Loudspeaker manufacturer

Audibility of "typical" Digital Filters in a Hi-Fi Playback

Reply #438
For CD that conversion is mandatory since the format requires.

Yep and audibly completely transparent. There is not a whit of evidence to suggest CDs aren't. So anything that cost more for the same 2 channels with zero audible benefit, is a $cam.

cheers,

AJ
Loudspeaker manufacturer

Audibility of "typical" Digital Filters in a Hi-Fi Playback

Reply #439
I have a much easier solution that doesn't require new hardware from anyone: get the high sampling rate version of the content.  Problem solved.  You all can do the same if you choose.  Tell me again why you guys are arguing.
The false puffiness over the fear that SRCs will cause audible artifacts in 5 of 9 attempts under specific criteria, when far larger issues remain unresolved in the process as they relate to what is actually provided to the buying public?



For reasons we can only speculate about,  Stuart and the hi rez cheerleading squad (which maybe should be rebranded as the Redbook Fearmongering Corps)  would rather focus on eliminating the ant in the room.  It's odd because surely there is money in upgraded *mastering* and in *room treatment/correction*,  things which would address the real problems with modern home audio.

Audibility of "typical" Digital Filters in a Hi-Fi Playback

Reply #440
With digital distribution there is no such restriction so we can and are getting the pre-converted bits.

Ok amir, you keep (Red Herring) challenging other folks to take audio tests, including myself. I'll bite. I'll do a Hi-Rez comparison just like in the BS paper.
Where on the 2L digital distribution site can I find a restricted RPDF downsampled CD 16/44 version of the pre-converted bits Haydn track?
There is such a thing being distributed to end users as the BS paper has concocted, yes? This non-transparency distributed music isn't just an audiophile imagination bogeyman, right?
I'll get my transparent processing Meridian 518 player warmed up while awaiting your answer.

cheers,

AJ
Loudspeaker manufacturer

Audibility of "typical" Digital Filters in a Hi-Fi Playback

Reply #441
It is a shame though that I can't get people to agree with the simple business principal that high resolution downloads are happening.


Oh, don't worry, we agree with that part. But marketing and sales has nothing to do with real benefits, something an ex-Microsoft person should be very intimate with.

Audibility of "typical" Digital Filters in a Hi-Fi Playback

Reply #442
This part of the BS paper always struck me as odd when testing something which quite possibly is related to very high frequencies, since 65 year-olds are typically expected to have high frequency loss:

"Eight listeners took part in the test, seven of whom were male. Most of the listeners were audio engineers, and their ages ranged from 25 to 65. All reported normal hearing, although this was not tested formally."

WORK TO DO >>
1. Retype the passage of the digital filter forum thread from "Ok amir, you" to "downloads are happening.", keeping every word and mark unchanged.
2. Write what comes next in the forum thread about digital filter audibility, starting after its final sentence.

SOURCE DATA >>
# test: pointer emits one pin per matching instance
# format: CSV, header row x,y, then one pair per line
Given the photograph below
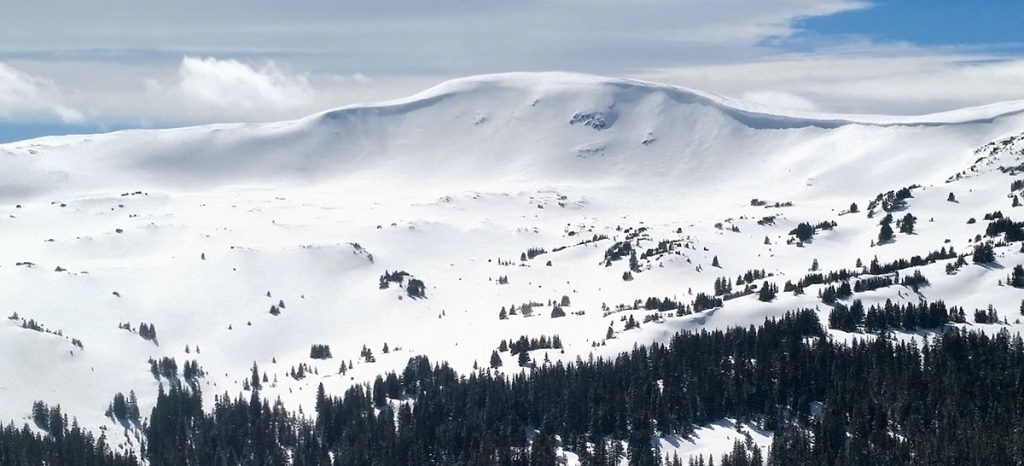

WRITTEN RESPONSES >>
1.
Ok amir, you keep (Red Herring) challenging other folks to take audio tests, including myself. I'll bite. I'll do a Hi-Rez comparison just like in the BS paper.
Where on the 2L digital distribution site can I find a restricted RPDF downsampled CD 16/44 version of the pre-converted bits Haydn track?
There is such a thing being distributed to end users as the BS paper has concocted, yes? This non-transparency distributed music isn't just an audiophile imagination bogeyman, right?
I'll get my transparent processing Meridian 518 player warmed up while awaiting your answer.

cheers,

AJ
Loudspeaker manufacturer

Audibility of "typical" Digital Filters in a Hi-Fi Playback

Reply #441
It is a shame though that I can't get people to agree with the simple business principal that high resolution downloads are happening.

2.
But I realize now the 65 year old, at the time of the testing, was most likely Bob Stuart himself [b. 1948]. Assuming he was also responsible for preparing the individual song segments he'd be in a unique position to be better prepared to listen for specific things like level mismatch, timing misalignment, sub-optimal dither artifacts including noise modulation, etc. and could have designed the song segment timings to make these specific issues particularly easy to ID.


   


Audibility of "typical" Digital Filters in a Hi-Fi Playback

Reply #443
I have a much easier solution that doesn't require new hardware from anyone: get the high sampling rate version of the content.  Problem solved.  You all can do the same if you choose.  Tell me again why you guys are arguing.
The false puffiness over the fear that SRCs will cause audible artifacts in 5 of 9 attempts under specific criteria, when far larger issues remain unresolved in the process as they relate to what is actually provided to the buying public?



For reasons we can only speculate about,  Stuart and the hi rez cheerleading squad (which maybe should be rebranded as the Redbook Fearmongering Corps)  would rather focus on eliminating the ant in the room.  It's odd because surely there is money in upgraded *mastering* and in *room treatment/correction*,  things which would address the real problems with modern home audio.

It appears there is no need to speculate because the AES is working with the industry to bring hi-res to market. Consider the following two links:

http://www.aes.org/events/137/press/?ID=265
http://www.aes.org/events/137/specialevents/?ID=4222

Then take a look how Sony is marketing it.

http://discover.store.sony.com/High-Resolution-Audio/

Audibility of "typical" Digital Filters in a Hi-Fi Playback

Reply #444
It appears there is no need to speculate because the AES is working with the industry to bring hi-res to market. Consider the following two links:

http://www.aes.org/events/137/press/?ID=265
http://www.aes.org/events/137/specialevents/?ID=4222


Yes, it makes perfect sense that DEG, a group that is almost exclusively MCH would want to promote the benefits of "Hi-Rez" audio. Given that there is not a whit of evidence it can be heard in 2ch...and amirs other luminary, Dr Floyd Toole, found that audible issues (loudspeaker) discrimination went down, as more channels were added to the soundfield. So much so, that to make things easier, they test in mono.
I wonder if they use "Hi-Rez" mono??
Someone we know says they've been there....

cheers,

AJ
Loudspeaker manufacturer

Audibility of "typical" Digital Filters in a Hi-Fi Playback

Reply #445
The answer is right in what I wrote but since it was misunderstood, I am going to explain the basics.

You don't need to explain the basics to me. I know signal processing basics, let alone science basics.
So let me correct where you get the basics wrong...


What you describe is not "ringing" but passband ripple.

No, I don't use technical terms ambiguously or even with the wrong meaning. I described filter ringing at over 21 kHz and not passband ripple.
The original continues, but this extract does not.